Each record below must be returned exactly as shown.
======== Data lines
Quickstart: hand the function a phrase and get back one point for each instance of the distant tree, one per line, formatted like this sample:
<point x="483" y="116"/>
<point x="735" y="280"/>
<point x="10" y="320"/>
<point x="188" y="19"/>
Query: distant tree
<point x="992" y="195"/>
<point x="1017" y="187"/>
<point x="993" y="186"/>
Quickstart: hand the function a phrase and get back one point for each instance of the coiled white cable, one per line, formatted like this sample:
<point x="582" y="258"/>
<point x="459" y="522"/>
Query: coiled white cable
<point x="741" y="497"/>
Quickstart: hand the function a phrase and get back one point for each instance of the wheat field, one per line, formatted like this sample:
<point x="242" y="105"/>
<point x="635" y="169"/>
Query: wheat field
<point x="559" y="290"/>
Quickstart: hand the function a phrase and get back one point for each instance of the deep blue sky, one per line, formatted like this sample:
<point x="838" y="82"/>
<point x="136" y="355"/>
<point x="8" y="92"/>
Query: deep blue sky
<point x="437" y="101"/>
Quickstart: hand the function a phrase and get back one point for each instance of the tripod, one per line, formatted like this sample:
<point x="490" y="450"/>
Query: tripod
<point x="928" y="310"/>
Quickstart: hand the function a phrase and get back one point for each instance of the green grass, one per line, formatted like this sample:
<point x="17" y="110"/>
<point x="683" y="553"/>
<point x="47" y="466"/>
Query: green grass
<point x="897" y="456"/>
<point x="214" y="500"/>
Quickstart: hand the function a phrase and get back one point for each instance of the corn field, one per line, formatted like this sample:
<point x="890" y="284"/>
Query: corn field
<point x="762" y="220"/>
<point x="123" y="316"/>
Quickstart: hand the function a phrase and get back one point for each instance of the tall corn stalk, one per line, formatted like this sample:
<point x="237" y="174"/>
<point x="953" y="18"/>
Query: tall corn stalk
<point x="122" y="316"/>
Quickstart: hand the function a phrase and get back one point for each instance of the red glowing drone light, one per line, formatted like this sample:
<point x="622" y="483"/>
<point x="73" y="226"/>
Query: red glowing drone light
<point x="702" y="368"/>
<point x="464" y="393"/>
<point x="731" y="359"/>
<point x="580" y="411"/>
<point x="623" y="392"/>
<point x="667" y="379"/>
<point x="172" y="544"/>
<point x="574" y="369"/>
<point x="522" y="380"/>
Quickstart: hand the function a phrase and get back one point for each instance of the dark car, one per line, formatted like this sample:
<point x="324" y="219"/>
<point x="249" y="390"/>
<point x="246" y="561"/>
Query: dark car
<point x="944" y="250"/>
================
> [Completed exercise]
Quickstart: hand the function a phrase and get back one point for each instance of the distant tree, one per line, formatted like this sample:
<point x="483" y="116"/>
<point x="735" y="280"/>
<point x="10" y="320"/>
<point x="188" y="19"/>
Query: distant tree
<point x="992" y="195"/>
<point x="1017" y="187"/>
<point x="993" y="186"/>
Quickstart: hand the function a phrase and get back one point for each instance of the coiled white cable, one per line, formatted like this sample:
<point x="582" y="258"/>
<point x="459" y="522"/>
Query: coiled white cable
<point x="741" y="497"/>
Quickstart: hand the function a phrase and get back one point for each instance of the wheat field, one per line, formatted like this sample:
<point x="242" y="105"/>
<point x="635" y="169"/>
Query: wheat field
<point x="559" y="290"/>
Quickstart: hand the function a phrase and get back one point for each instance of the deep blue sky, one per line, formatted like this sample:
<point x="838" y="82"/>
<point x="136" y="355"/>
<point x="8" y="92"/>
Query: deep blue sky
<point x="437" y="101"/>
Quickstart: hand the function a phrase and get back one point for each instance of the tripod, one per line, formatted like this sample:
<point x="490" y="450"/>
Query: tripod
<point x="928" y="310"/>
Quickstart: hand the function a phrase and get back one point for each instance of the green grass, one per line, formatted like this sample:
<point x="17" y="110"/>
<point x="683" y="553"/>
<point x="47" y="466"/>
Query: green grass
<point x="897" y="456"/>
<point x="214" y="500"/>
Quickstart: hand the function a phrase and get back one point for each instance of the corn field, one per line, formatted like this sample:
<point x="890" y="284"/>
Query: corn field
<point x="762" y="220"/>
<point x="123" y="316"/>
Quickstart: hand the function a phrase and get back one point for each instance of the tall corn stalk, one per line, formatted like this sample:
<point x="237" y="174"/>
<point x="953" y="18"/>
Query: tall corn stalk
<point x="122" y="316"/>
Quickstart: hand the function a phrase and get back one point for each instance of the red glowing drone light, one per line, formatted like this sample:
<point x="622" y="483"/>
<point x="73" y="226"/>
Query: red glowing drone light
<point x="702" y="368"/>
<point x="464" y="393"/>
<point x="731" y="359"/>
<point x="580" y="411"/>
<point x="623" y="392"/>
<point x="667" y="379"/>
<point x="172" y="544"/>
<point x="574" y="369"/>
<point x="522" y="380"/>
Quickstart: hand the function a phrase and get back one point for each instance of the dark car, one per line, formatted like this sample:
<point x="324" y="219"/>
<point x="249" y="390"/>
<point x="246" y="561"/>
Query: dark car
<point x="944" y="250"/>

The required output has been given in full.